== Document segment ==
┄┄┄┄┄┄┄┄┄┄┄┄┄┄┄┄┄┄┄┄

Junior Boys is the long-standing electronic pop moniker for the work of Jeremy Greenspan, a talented musician based in Hamilton, Ontario. Over the past 17 years, he has written some very sophisticated music, most notably and consistently with a collaborator named Matt Didemus. The latest effort by Junior Boys is a slyly romantic one called Big Black Coat, it’s out February 5 in Canada via GEEJ Records and in the rest of the world, via City Slang , and has prompted them to tour the world over the next few months. Greenspan and I recently caught up at a bar in Hamilton called the Brain, which he co-owns and here we discuss working in spurts, Sam Malone, owning a building on James St. N, the Artcrawl in Hamilton, how the Artcrawl works and where it came from, Heather from the Only, Ken Inouye, the rise of Hamilton and its arts community, the city’s electronic and indie-rock scenes and Sonic Unyon, Al Lanza, getting into classic and progressive rock as a kid, industrial music and sci-fi and cosplay, the earnestness of rock ‘n’ roll, living in England for a year and a half in the mid-1990s, Steve Goodwin of Hyperdub Records, Mark Fisher, a fascination with music made in the 1980s, aggressive tendencies and rave culture, John Foxx of Ultravox, Japan, Orchestral Maneuvers in the Dark, Kraftwerk, rockism and racism towards electronic and dance music, the perception of fun and dance music, choosing words, making outsider pop music, the muse and process behind Big Black Coat, how records become ‘concept records,’ a change in songwriting, doing less work and keeping things raw, immediate lyrics and demos, “baby,” transcribing the lyrics about men you might meet in bars, mild misogyny, the age of outrage and David Bowie, writing as characters, critiquing emotional instability, loneliness, bars are weird places, working with Jessy Lanza and how they influenced one another, song components, working with Matt Didemus as a collaborator in Junior Boys, his relationship with Dan Snaith who performs as Caribou, the popular appeal of Caribou, bringing electronic music to life on-stage, how Junior Boys presents its music, the new record’s only love song, “No One’s Business,” and then no more Brain.

┄┄┄┄┄┄┄┄┄┄┄┄┄┄┄┄┄┄┄┄

== Task material ==
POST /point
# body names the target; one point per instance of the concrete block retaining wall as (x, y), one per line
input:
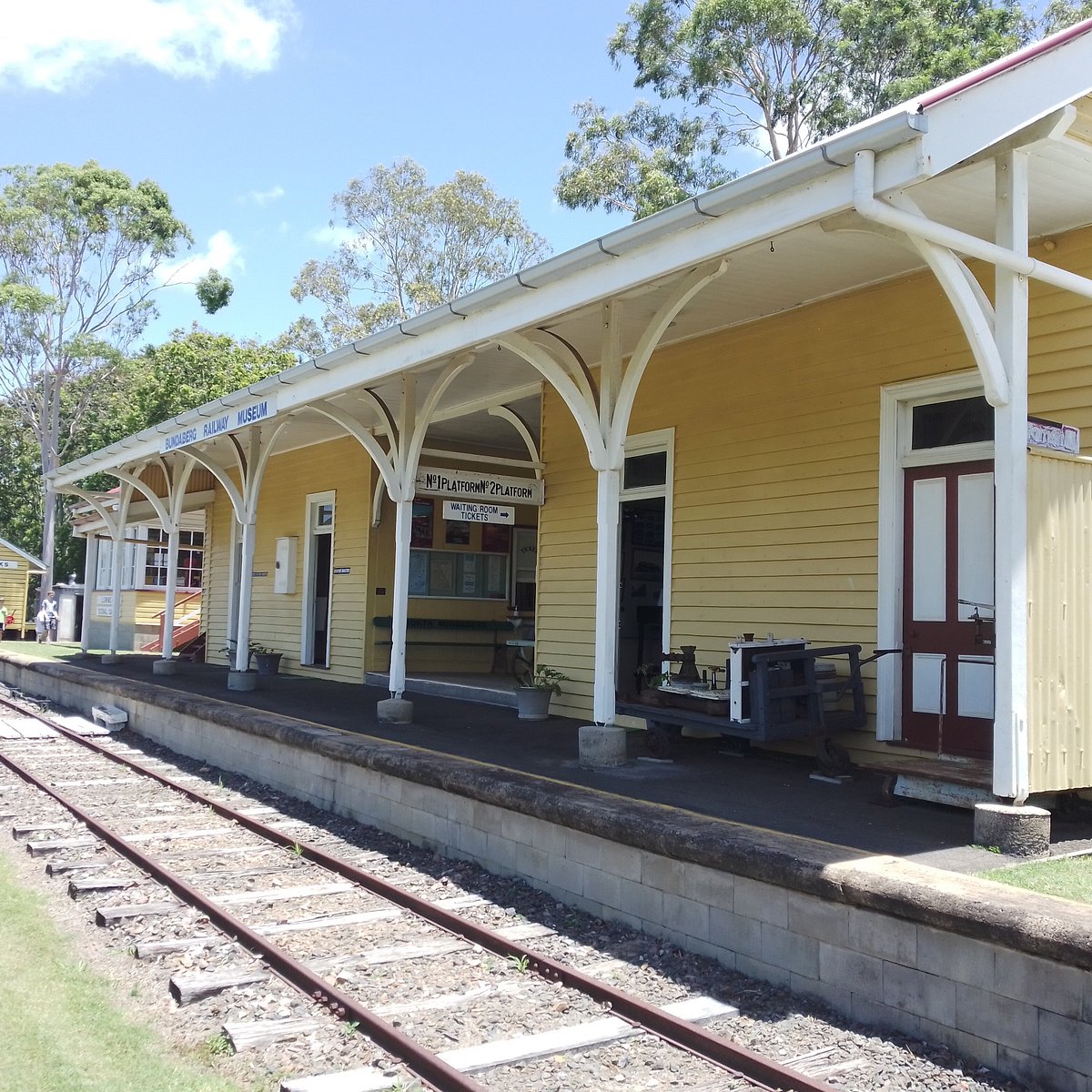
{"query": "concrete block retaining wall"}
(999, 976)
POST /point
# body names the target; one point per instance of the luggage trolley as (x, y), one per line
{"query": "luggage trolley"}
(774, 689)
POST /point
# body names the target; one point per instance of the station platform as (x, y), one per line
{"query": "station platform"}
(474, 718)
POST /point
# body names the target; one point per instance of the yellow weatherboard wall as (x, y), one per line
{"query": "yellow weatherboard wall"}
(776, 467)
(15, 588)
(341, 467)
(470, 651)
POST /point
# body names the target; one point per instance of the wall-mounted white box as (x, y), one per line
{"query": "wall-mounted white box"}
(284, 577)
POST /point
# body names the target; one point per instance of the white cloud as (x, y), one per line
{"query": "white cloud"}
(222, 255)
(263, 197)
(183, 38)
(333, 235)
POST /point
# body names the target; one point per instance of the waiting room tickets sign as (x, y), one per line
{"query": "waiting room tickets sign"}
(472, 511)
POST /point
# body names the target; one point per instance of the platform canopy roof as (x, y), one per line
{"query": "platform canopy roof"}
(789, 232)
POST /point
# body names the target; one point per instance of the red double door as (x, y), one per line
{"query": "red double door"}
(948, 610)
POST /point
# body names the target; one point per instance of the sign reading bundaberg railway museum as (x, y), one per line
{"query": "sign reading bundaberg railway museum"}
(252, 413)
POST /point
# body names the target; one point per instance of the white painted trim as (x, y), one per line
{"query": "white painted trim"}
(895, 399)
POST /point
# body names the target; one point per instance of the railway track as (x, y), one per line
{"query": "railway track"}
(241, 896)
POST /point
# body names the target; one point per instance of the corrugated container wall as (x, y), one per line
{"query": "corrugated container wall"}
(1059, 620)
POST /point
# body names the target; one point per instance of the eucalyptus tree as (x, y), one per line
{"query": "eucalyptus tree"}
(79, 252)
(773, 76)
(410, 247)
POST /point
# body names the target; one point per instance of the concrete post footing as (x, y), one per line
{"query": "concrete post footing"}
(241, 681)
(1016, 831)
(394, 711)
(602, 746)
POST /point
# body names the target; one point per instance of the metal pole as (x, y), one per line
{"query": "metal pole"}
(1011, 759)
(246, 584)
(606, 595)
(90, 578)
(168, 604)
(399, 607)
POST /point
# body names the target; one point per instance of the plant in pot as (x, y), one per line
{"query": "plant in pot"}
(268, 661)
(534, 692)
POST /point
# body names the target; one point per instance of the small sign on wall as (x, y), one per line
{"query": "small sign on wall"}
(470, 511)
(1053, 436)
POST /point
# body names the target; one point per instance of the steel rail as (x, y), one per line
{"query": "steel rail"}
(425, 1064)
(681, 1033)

┄┄┄┄┄┄┄┄┄┄┄┄┄┄┄┄┄┄┄┄

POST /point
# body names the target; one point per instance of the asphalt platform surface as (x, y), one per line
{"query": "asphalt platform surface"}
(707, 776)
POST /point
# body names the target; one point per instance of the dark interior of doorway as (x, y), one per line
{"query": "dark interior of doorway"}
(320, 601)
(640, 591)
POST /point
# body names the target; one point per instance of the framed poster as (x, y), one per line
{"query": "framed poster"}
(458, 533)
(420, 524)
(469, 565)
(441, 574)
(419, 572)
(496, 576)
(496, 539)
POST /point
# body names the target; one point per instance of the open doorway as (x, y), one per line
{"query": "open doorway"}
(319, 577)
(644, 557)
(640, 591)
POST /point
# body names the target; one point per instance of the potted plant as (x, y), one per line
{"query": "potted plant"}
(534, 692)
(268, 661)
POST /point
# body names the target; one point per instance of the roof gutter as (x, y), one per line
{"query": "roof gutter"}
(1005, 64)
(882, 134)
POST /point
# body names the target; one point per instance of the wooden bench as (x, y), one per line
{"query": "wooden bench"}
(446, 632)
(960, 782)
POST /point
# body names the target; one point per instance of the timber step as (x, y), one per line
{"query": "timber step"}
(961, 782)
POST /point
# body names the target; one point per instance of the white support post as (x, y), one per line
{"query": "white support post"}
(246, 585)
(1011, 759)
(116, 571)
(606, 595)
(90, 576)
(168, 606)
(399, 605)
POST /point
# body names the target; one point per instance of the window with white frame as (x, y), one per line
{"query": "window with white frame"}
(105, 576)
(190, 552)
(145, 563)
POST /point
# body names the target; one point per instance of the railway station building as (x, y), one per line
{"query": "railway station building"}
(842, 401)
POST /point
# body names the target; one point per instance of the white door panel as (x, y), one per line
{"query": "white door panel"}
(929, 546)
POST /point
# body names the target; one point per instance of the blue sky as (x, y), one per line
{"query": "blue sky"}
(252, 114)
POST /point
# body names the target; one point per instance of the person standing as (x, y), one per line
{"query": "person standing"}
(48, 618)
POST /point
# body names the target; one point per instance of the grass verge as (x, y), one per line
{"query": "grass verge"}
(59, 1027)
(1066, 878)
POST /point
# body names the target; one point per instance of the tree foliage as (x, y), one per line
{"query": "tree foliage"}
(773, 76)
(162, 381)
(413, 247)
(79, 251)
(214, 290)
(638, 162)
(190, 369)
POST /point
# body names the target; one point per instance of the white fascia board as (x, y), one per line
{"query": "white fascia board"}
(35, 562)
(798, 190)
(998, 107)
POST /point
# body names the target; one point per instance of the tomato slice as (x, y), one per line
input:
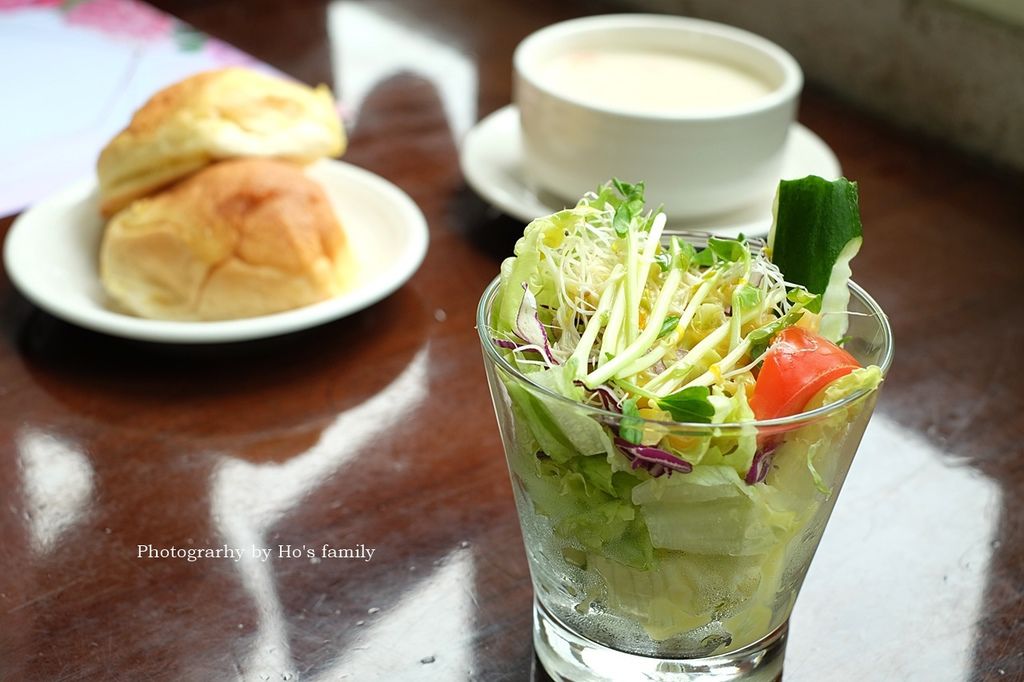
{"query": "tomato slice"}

┄┄┄┄┄┄┄┄┄┄┄┄┄┄┄┄┄┄┄┄

== Written tasks ==
1. In the Junior Boys text, what is the name of the Hamilton bar that Greenspan co-owns?
2. Find each line in the entries that contains the word "footing", paying attention to case, and copy those lines.

== Answers per task ==
1. The Brain

2.
# body names the target; one point per instance of the concrete post footing as (x, y), one per line
{"query": "concrete post footing"}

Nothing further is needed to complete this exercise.